_Exercise task_
Print every line of the material below word for word.
▼
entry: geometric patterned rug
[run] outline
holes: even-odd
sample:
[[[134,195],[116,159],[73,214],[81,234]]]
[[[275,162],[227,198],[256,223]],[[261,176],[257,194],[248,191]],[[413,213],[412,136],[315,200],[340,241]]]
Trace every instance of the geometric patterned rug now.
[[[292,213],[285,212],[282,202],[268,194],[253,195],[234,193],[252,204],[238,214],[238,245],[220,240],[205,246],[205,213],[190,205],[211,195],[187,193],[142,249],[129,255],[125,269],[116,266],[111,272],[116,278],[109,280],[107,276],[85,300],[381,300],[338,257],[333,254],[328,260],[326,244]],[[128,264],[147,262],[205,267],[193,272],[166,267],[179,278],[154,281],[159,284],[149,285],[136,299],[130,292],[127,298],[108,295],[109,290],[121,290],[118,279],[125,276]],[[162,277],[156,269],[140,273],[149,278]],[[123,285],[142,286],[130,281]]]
▲
_Response to this exercise_
entry: geometric patterned rug
[run] outline
holes: even-odd
sample:
[[[134,195],[116,159],[73,214],[81,234]]]
[[[275,162],[227,198],[256,223]],[[261,176],[257,194],[248,191]],[[413,213],[412,136],[315,200],[340,241]]]
Trace every instance of the geometric patterned rug now.
[[[292,213],[285,212],[282,202],[268,194],[253,195],[234,193],[252,204],[238,214],[238,245],[220,240],[205,246],[205,213],[190,205],[211,195],[187,193],[142,249],[129,255],[125,269],[116,266],[111,272],[116,278],[109,280],[107,276],[85,300],[381,300],[338,257],[333,254],[328,260],[326,244]],[[128,264],[147,262],[205,267],[193,272],[166,267],[179,278],[154,281],[159,284],[149,285],[136,299],[130,292],[127,298],[108,295],[109,290],[121,290],[118,279],[125,276]],[[162,277],[156,269],[140,273],[149,278]],[[123,285],[142,286],[130,281]]]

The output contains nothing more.